[Bounding box annotation data]
※ ※ ※

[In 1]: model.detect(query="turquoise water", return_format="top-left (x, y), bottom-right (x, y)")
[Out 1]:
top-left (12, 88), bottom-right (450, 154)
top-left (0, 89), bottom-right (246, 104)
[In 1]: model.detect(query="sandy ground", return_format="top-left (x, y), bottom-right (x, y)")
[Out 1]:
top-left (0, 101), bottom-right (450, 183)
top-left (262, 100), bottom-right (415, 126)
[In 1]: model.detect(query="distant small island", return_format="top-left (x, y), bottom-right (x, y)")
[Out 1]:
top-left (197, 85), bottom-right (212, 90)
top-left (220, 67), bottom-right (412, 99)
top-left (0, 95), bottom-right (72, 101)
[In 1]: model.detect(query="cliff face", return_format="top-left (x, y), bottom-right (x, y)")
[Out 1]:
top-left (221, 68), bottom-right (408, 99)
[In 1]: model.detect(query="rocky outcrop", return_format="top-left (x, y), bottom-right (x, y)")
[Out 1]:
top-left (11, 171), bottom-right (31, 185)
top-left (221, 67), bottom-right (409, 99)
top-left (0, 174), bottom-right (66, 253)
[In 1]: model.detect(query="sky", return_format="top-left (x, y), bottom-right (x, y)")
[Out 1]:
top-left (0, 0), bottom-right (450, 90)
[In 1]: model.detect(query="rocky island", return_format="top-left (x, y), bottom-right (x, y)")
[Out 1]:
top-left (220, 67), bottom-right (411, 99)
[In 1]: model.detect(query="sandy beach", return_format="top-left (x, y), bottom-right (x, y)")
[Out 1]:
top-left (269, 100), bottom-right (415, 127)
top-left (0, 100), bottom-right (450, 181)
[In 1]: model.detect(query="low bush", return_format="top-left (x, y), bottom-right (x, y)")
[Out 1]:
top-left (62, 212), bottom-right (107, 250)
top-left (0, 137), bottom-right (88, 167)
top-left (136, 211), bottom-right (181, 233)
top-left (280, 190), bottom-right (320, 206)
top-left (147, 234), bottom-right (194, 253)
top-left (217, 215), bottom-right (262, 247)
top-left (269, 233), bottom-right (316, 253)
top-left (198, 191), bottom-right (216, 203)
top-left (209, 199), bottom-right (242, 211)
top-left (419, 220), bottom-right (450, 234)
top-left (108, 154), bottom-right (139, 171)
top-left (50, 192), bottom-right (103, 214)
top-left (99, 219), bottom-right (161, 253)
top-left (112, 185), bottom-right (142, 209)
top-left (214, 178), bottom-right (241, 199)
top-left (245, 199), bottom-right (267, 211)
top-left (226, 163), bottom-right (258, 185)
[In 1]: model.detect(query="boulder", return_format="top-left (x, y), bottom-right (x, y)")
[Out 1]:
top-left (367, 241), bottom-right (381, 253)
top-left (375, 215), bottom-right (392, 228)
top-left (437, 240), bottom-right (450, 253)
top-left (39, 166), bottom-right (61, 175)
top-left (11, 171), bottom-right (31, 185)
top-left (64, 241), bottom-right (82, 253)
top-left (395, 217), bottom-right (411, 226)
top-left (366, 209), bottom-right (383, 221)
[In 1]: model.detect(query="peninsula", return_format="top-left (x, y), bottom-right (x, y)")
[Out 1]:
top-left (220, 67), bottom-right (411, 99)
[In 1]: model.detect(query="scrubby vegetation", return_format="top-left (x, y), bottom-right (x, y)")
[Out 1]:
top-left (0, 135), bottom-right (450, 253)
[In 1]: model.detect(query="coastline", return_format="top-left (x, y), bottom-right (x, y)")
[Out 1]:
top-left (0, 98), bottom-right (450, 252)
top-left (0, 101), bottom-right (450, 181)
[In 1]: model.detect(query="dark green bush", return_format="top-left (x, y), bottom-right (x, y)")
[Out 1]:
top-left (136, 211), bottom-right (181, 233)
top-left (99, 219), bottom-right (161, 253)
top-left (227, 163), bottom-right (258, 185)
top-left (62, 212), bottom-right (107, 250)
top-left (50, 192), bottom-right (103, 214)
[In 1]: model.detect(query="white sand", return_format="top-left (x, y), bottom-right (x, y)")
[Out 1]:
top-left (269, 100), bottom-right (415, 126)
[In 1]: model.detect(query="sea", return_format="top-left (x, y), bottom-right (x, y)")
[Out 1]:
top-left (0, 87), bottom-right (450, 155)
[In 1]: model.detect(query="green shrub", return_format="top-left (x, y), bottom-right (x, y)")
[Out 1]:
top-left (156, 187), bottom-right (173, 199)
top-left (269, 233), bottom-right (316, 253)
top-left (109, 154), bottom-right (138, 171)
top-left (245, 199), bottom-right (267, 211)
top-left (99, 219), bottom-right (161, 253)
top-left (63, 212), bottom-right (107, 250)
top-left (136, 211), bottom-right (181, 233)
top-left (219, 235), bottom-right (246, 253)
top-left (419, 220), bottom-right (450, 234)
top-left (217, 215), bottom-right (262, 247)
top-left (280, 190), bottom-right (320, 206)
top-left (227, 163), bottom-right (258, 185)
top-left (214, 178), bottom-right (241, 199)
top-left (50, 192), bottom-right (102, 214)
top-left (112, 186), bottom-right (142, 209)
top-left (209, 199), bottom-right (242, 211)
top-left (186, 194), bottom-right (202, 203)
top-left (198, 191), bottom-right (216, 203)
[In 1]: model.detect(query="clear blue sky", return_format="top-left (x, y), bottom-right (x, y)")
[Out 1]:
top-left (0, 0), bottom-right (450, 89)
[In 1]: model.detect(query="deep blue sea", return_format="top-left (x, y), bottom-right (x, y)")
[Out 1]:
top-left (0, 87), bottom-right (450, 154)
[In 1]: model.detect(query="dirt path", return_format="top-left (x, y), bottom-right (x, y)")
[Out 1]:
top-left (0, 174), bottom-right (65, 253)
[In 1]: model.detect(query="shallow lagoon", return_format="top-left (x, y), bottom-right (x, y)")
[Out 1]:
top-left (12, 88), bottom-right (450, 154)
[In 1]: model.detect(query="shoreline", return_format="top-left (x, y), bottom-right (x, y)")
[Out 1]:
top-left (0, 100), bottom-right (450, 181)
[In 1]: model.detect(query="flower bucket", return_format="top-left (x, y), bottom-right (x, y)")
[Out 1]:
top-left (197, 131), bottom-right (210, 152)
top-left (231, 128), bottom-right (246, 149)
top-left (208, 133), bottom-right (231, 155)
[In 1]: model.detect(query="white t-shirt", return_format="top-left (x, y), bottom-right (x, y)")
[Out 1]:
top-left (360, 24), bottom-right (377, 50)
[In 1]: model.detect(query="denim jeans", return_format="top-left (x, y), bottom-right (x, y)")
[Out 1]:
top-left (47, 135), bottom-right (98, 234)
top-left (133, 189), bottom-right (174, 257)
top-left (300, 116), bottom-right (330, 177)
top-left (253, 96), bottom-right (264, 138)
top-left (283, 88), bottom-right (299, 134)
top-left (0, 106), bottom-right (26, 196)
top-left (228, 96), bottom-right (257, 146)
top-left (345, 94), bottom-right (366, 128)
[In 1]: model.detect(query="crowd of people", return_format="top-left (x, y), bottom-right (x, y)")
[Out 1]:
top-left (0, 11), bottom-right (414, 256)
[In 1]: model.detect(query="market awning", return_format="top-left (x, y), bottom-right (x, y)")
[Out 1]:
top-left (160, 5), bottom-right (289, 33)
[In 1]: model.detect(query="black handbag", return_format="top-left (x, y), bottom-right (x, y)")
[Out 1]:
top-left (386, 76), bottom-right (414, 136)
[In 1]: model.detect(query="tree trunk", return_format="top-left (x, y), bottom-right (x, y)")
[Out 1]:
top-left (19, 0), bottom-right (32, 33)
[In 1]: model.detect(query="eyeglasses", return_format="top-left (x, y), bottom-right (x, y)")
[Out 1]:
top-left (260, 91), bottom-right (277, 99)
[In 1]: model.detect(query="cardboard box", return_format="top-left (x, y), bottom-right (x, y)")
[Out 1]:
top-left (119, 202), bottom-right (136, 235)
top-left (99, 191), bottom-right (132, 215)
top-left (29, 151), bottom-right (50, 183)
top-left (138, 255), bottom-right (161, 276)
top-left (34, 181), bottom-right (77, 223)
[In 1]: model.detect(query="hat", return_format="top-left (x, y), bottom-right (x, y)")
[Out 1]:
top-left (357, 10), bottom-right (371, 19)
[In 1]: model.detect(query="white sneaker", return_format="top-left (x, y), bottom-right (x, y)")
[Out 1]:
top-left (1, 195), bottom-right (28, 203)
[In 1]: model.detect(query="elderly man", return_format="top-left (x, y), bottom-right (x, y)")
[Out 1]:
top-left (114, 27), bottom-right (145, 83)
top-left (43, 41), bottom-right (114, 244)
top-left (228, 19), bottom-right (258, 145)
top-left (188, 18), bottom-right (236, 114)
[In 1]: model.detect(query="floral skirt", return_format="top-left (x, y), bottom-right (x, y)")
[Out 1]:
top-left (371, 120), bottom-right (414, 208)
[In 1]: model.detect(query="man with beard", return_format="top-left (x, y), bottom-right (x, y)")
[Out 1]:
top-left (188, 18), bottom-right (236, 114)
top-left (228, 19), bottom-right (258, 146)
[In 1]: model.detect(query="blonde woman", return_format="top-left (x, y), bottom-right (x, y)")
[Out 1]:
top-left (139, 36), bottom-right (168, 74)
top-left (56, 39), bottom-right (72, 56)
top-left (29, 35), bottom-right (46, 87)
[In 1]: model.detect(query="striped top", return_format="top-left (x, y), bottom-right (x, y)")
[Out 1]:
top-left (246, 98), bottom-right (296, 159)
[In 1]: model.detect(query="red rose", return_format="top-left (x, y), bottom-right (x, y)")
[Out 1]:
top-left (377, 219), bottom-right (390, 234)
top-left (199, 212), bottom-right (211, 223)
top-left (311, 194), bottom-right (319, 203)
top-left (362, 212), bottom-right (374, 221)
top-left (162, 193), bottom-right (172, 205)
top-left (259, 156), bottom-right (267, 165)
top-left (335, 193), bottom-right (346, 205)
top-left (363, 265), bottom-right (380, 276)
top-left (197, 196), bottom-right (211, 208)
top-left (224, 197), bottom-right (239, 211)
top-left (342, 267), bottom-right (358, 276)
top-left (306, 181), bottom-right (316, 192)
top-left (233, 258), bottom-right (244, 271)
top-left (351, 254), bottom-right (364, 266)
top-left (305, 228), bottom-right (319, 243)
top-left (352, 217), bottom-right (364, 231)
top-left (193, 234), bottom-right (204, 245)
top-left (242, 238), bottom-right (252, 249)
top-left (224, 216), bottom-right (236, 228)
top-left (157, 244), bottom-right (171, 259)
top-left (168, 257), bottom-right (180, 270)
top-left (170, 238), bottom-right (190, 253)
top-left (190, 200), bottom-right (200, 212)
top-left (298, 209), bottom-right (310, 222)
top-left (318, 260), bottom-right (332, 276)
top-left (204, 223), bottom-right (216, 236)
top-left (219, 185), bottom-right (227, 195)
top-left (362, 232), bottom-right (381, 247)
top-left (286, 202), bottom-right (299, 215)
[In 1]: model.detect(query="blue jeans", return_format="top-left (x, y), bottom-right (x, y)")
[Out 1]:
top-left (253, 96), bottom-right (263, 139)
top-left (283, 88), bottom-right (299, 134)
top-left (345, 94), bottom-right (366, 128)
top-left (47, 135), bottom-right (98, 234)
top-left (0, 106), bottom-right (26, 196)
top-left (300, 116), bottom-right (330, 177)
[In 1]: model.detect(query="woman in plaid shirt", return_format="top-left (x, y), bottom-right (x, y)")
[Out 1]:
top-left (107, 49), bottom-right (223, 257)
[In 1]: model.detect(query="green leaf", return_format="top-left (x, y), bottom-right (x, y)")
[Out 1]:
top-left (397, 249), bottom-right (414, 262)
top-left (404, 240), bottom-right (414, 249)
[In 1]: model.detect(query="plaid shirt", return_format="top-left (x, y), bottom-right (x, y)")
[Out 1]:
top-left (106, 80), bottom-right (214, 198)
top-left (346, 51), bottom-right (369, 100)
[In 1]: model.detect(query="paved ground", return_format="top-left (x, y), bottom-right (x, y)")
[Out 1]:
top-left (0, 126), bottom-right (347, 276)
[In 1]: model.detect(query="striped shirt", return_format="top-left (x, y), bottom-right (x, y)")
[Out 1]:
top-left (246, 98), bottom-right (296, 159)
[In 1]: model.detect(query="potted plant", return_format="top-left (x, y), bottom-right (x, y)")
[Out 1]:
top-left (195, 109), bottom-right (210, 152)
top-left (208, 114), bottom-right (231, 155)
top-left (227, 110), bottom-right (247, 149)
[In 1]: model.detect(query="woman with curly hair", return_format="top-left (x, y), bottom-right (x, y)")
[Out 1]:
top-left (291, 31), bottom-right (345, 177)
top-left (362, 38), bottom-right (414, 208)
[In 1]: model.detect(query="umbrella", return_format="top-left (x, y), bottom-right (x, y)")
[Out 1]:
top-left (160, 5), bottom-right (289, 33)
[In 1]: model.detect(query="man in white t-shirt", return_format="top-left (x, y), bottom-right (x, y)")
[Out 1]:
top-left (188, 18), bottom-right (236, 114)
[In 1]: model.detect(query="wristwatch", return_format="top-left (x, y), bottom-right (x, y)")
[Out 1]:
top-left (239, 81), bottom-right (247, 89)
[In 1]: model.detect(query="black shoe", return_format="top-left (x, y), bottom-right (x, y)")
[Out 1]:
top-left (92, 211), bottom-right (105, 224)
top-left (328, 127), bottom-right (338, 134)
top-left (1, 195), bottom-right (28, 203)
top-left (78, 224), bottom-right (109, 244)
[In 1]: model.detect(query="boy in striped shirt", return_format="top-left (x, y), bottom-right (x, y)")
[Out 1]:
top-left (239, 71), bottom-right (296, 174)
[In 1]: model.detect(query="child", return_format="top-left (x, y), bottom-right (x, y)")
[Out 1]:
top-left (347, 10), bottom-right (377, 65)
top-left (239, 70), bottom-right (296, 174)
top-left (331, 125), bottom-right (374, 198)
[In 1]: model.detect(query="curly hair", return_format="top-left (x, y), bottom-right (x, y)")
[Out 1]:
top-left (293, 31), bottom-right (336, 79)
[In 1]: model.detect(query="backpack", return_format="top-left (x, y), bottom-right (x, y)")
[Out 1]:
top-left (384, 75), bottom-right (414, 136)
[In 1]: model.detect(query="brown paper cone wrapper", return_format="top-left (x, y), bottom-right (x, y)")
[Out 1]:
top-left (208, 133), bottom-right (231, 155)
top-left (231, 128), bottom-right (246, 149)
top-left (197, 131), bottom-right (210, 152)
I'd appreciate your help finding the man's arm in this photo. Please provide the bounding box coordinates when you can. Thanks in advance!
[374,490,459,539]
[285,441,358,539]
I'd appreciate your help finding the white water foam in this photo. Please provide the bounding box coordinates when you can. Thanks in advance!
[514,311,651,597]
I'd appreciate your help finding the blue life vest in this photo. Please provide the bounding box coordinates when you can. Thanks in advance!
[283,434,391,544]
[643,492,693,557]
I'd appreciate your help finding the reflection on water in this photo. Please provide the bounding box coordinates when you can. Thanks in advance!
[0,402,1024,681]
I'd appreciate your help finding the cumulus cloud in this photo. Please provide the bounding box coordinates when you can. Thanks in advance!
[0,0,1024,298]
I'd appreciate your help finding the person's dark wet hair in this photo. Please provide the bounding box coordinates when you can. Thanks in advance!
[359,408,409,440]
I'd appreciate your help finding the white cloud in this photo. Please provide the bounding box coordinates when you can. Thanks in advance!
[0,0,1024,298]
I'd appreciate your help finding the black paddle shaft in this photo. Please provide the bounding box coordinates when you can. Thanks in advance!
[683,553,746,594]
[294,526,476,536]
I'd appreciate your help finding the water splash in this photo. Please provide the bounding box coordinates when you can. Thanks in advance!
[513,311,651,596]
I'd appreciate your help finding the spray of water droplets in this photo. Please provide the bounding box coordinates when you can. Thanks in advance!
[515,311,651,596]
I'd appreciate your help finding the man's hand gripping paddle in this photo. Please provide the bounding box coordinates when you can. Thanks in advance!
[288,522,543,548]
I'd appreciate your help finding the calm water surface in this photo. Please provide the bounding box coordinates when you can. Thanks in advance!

※ ※ ※

## Set problem
Reproduce the data above verbatim, beginning with its first line and continuing through the line that contains "top-left (0, 0), bottom-right (450, 90)".

## Response for this exercise
[In 1]: model.detect(query="turquoise water", return_format="top-left (x, y), bottom-right (x, y)")
[Out 1]:
top-left (12, 88), bottom-right (450, 154)
top-left (0, 89), bottom-right (246, 104)
[In 1]: model.detect(query="sandy ground", return_format="top-left (x, y), bottom-right (x, y)")
[Out 1]:
top-left (0, 101), bottom-right (450, 183)
top-left (262, 100), bottom-right (415, 126)
[In 1]: model.detect(query="distant small island", return_format="top-left (x, y), bottom-right (x, y)")
[Out 1]:
top-left (197, 85), bottom-right (212, 90)
top-left (220, 67), bottom-right (412, 99)
top-left (0, 95), bottom-right (72, 101)
[In 1]: model.detect(query="cliff face", return_format="top-left (x, y), bottom-right (x, y)")
[Out 1]:
top-left (221, 68), bottom-right (408, 99)
[In 1]: model.detect(query="rocky outcrop", return_format="top-left (x, y), bottom-right (x, y)")
[Out 1]:
top-left (11, 171), bottom-right (31, 185)
top-left (221, 67), bottom-right (409, 99)
top-left (0, 174), bottom-right (66, 253)
[In 1]: model.detect(query="sky", return_format="top-left (x, y), bottom-right (x, y)")
[Out 1]:
top-left (0, 0), bottom-right (450, 90)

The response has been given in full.